EXTRACT PROVIDED:

* * * * * * *

The Arizona Daily Star has filed special actions demanding that state agencies release data used to determine eligibility for services for people with developmental disabilities as well as closed investigations into abuse, neglect and financial exploitation of adults with developmental disabilities.
The Star, reporter Alex Devoid and freelance contributor Amy Silverman are represented by the First Amendment Clinic at the Sandra Day O’Connor College of Law at Arizona State University. The complaints were filed June 30 in Maricopa County Superior Court.
The Star began seeking the information in 2020, as part of a yearlong project, “State of Denial,” produced in a partnership with ProPublica’s Local Reporting Network. The project won the 2021 Lee President’s Award and first place from the Arizona Press Club in the public service category; it was a finalist for the Anthony Shadid Award for Journalism Ethics, sponsored by the University of Wisconsin-Madison.
“Investigative journalism depends on data, and getting access to information that belongs to the public is a key part of what we do,” Star Editor Jill Jorden Spitz said. “Agencies routinely refuse our requests hoping we will give up. With the First Amendment Clinic fighting with us, we have no intention of giving up.”
The first complaint, filed against the Arizona Health Care Cost Containment System (AHCCCS), the state’s Medicaid agency, centers on anonymized data on applications for services from the Arizona Long Term Care System.

* * * * * * *

THE DATA:
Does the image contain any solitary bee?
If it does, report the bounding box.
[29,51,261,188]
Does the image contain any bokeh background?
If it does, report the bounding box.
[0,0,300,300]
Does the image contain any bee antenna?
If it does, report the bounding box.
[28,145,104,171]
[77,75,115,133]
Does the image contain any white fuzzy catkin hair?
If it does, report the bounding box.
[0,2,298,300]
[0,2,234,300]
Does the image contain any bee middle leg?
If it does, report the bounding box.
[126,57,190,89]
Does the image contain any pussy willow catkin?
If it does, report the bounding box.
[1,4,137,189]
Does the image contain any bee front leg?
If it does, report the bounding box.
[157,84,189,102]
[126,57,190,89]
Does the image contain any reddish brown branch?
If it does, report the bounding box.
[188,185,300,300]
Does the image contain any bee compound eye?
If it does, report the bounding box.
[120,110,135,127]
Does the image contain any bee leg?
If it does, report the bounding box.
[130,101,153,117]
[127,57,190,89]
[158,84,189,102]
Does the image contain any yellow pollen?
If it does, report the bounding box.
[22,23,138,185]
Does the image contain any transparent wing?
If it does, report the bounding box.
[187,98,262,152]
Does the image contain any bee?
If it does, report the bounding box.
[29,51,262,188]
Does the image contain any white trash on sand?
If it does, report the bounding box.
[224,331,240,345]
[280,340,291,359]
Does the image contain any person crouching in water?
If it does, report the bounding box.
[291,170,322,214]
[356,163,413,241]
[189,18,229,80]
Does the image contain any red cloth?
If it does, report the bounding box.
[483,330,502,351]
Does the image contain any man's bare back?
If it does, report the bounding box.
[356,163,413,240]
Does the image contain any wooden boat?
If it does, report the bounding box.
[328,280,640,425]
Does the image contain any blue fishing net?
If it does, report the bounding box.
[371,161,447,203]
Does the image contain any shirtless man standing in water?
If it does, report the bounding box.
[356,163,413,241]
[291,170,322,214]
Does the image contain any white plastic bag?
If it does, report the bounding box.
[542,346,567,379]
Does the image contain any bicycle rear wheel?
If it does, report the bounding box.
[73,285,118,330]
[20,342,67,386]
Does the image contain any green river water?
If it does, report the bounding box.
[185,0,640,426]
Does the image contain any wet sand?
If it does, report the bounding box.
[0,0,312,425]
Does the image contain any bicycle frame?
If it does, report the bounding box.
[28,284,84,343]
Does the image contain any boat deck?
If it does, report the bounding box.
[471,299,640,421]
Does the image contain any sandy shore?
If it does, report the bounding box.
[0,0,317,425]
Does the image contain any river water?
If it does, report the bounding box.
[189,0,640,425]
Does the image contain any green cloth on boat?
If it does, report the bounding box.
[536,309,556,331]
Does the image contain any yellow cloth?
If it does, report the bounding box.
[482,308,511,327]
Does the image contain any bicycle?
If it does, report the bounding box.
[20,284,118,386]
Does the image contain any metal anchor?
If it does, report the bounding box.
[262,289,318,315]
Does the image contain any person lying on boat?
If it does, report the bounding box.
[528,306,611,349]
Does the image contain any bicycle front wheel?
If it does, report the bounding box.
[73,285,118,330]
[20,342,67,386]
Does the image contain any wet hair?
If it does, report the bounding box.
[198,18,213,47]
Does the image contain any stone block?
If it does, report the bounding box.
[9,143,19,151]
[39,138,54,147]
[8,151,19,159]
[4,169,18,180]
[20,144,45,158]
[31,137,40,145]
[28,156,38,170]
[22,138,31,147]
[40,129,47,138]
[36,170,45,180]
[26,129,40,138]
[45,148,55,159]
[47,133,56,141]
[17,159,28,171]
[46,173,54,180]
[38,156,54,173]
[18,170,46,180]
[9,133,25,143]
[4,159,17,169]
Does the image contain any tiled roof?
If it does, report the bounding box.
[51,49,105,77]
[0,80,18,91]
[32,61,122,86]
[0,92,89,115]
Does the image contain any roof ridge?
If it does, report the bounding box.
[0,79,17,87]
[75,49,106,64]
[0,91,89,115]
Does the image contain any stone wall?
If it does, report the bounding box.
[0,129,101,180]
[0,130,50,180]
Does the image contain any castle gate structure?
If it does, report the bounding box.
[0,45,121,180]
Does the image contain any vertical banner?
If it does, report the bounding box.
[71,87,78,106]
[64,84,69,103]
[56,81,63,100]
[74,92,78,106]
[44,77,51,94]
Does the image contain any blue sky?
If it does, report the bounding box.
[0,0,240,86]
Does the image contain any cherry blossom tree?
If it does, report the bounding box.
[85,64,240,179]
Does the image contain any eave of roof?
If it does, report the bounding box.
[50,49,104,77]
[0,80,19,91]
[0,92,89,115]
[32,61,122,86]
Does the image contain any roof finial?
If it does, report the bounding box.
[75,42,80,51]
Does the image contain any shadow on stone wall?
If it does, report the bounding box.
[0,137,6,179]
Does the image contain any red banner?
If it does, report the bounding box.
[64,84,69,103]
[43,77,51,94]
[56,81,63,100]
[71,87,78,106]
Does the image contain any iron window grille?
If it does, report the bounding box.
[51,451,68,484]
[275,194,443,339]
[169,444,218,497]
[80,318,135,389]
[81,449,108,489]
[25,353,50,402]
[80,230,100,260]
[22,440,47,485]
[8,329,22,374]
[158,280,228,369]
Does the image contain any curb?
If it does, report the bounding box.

* * * * * * *

PROBLEMS AND TASKS:
1/ List every party that the article about the Arizona Daily Star's records lawsuits says is represented by the First Amendment Clinic.
2/ According to the article about the Arizona Daily Star's records lawsuits, on what date and in which court were the complaints filed?
3/ Continue the article about the Arizona Daily Star's records lawsuits from its final sentence.
The rows have no connection to the article about the Arizona Daily Star's records lawsuits.

ANSWERS TO EACH TASK:
1/ The Arizona Daily Star, reporter Alex Devoid, and freelance contributor Amy Silverman.

2/ They were filed June 30 in Maricopa County Superior Court.

3/
This anonymized data would allow the Star to analyze trends in ALTCS application denials and approvals without revealing the names, or other identifying information, about the applicants.
The Star has been seeking this data since February 2020 through the Arizona Public Records Law, but after the newspaper revised multiple denied requests for these records, AHCCCS refused to grant them.
While the Star has received many anecdotal complaints of denied applications from family members of those with developmental disabilities, the public does not know basic information about the outcomes of applications for long-term care, like the agency’s overall approval rates or the number of applications it processes.
While these data that describe details and outcomes of ALTCS applications are protected by the Health Insurance Portability and Accountability Act, this law recognizes the value of studying these data without identifying the application. So it provides methods for de-identification.
AHCCCS has agreed that some of the application data will be public record once they are de-identified, but the agency has refused to release the data in a manner that will retain its structure and meaning.
The Star is seeking these data to give the public a better understanding of how the state’s Medicaid agency decides who gets long-term care intended for people with developmental disabilities.
In addition to seeking records from AHCCCS, the Star also filed a special action against the state’s Department of Economic Security, demanding the fulfillment of a May 2020 request for the release of closed investigations into allegations of abuse, neglect and financial exploitation of Arizonans with developmental disabilities.
Such investigations typically result in a 1% substantiation rate, making it necessary to review all investigations rather than just those that were successful, to get a feel for Adult Protective Services’ performance. In multiple discussions with the Department of Economic Security, the Star reiterated an understanding that redactions would need to be made in light of a federal law protecting medical privacy. The request was still denied.